• **Supplied passage**
# Is there a way to lighten dyed dark hair?



## xikry5talix

I got my hair dyed yesterday and I told them I wanted to get as close to my natural color as possible. Maybe it was too dark in the salon, but it turned out BLACK. My skin is rather pale, so the hair color washes me out. Is there any way to lighten dark hair without bleaching? Please help!


----------



## Prada Psycho

Go back to the shop and tell them to fix it. You don't want to mess with something like that at home. You could end up with a head of straw, or worse, you could end up bald! I'm not kidding either! I knew someone whose hair fell out from overprocessing!


----------



## kezza

Yeah, there are definitely some homebrew methods for stripping out dark color, but your best bet is to go back to the place that put it in. They might even discount it since it's sort of their screw-up, you know? 
Just a warning -- it might take a few processes over a couple weeks, depending on how light you want it and how strong that dark color is. I get my hair done the darkest blue-black Aveda makes, and my stylist warns me every time I get a touch-up that if I change my mind i'm in TROUBLE. 
If you just want to try to get it a shade lighter, call and make an appointment, tell them what's going on. It might help to live with it for a week so the color has a chance to fade a bit first, it'll come out more easily then.


----------



## xikry5talix

Okay, I'll try to wait it out for a week!

I've heard putting lemon in your hair then standing in the sun for a couple minutes lightens it up. Anyone know if this is true?


----------



## Melissa71

I wouldn't do the lemon juice, I'd let it be. As a teenager I used to put lemon juice in my hair, and it did lighten it.  But, it dries it out, too. You don't want to do anything to your hair that could make it dry or brittle. I'd call the salon, and see what their suggestion is.


----------



## morepls

I've read on some previous threads that you can use clarifying shampoo and that can help take some of the color out.  Also, washing with dishwashing detergent does the trick as well but it is very drying.  So make sure you condition, condition, condition.  Good luck!


----------



## Prada Psycho

xikry5talix said:


> Okay, I'll try to wait it out for a week!
> 
> I've heard putting lemon in your hair then standing in the sun for a couple minutes lightens it up. Anyone know if this is true?


 
Melissa is right about this, stick with the salon. The lemon trick does work, but only on untreated, light brown to blonde hair colors. And the acid in lemon will indeed further damage your overprocessed hair.

I've been in your shoes before: I once had my dark brown toner turn my hair moldy green!  This was literally decades ago though and my only option was to go back to the store (in a scarf) and get some color stripper, THEN retone my hair. Talk about straw hair!!! ush:


----------



## hellooholly

i agree w going back to the salon, cos it's their fault. they'll probably do a mild bleach all-over, and as professionals should be able to without much damage.

• **Given request a**
Translate this sentence from the hair-dye thread into Spanish: "Go back to the shop and tell them to fix it."
The hair-dye thread and the records have no connection to each other.

(Data listing)
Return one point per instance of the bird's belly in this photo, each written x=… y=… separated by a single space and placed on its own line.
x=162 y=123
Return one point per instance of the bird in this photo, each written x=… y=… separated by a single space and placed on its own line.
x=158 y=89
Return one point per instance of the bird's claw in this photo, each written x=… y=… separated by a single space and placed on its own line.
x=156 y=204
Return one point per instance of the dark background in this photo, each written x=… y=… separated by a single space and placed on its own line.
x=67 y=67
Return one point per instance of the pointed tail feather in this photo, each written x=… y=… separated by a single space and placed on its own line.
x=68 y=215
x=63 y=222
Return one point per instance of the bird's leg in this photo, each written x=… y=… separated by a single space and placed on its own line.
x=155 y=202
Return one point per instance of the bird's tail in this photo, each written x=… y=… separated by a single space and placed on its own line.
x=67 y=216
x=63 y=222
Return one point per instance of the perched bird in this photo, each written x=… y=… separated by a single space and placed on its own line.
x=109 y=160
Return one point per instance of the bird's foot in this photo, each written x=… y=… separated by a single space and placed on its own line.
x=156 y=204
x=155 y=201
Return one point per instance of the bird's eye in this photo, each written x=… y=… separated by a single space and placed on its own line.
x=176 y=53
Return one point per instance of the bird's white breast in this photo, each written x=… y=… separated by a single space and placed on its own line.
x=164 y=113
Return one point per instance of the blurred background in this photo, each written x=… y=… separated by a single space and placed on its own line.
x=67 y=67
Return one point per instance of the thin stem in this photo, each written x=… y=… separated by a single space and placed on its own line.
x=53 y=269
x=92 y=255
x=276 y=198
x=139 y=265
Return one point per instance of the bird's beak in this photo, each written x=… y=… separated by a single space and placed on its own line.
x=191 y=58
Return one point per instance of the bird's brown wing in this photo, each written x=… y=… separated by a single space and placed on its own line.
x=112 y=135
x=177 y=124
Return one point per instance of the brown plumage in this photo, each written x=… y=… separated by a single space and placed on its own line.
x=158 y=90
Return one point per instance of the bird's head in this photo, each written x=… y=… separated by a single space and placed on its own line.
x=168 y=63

• **Given request b**
Lay out the records as a JSON list of strings, one string per line with blank lines omitted, covering the stretch from the start of the records through the line that contains "x=155 y=202".

• **Result a**
Vuelve a la tienda y diles que lo arreglen.

• **Result b**
[
  "Return one point per instance of the bird's belly in this photo, each written x=… y=… separated by a single space and placed on its own line.",
  "x=162 y=123",
  "Return one point per instance of the bird in this photo, each written x=… y=… separated by a single space and placed on its own line.",
  "x=158 y=89",
  "Return one point per instance of the bird's claw in this photo, each written x=… y=… separated by a single space and placed on its own line.",
  "x=156 y=204",
  "Return one point per instance of the dark background in this photo, each written x=… y=… separated by a single space and placed on its own line.",
  "x=67 y=67",
  "Return one point per instance of the pointed tail feather in this photo, each written x=… y=… separated by a single space and placed on its own line.",
  "x=68 y=215",
  "x=63 y=222",
  "Return one point per instance of the bird's leg in this photo, each written x=… y=… separated by a single space and placed on its own line.",
  "x=155 y=202"
]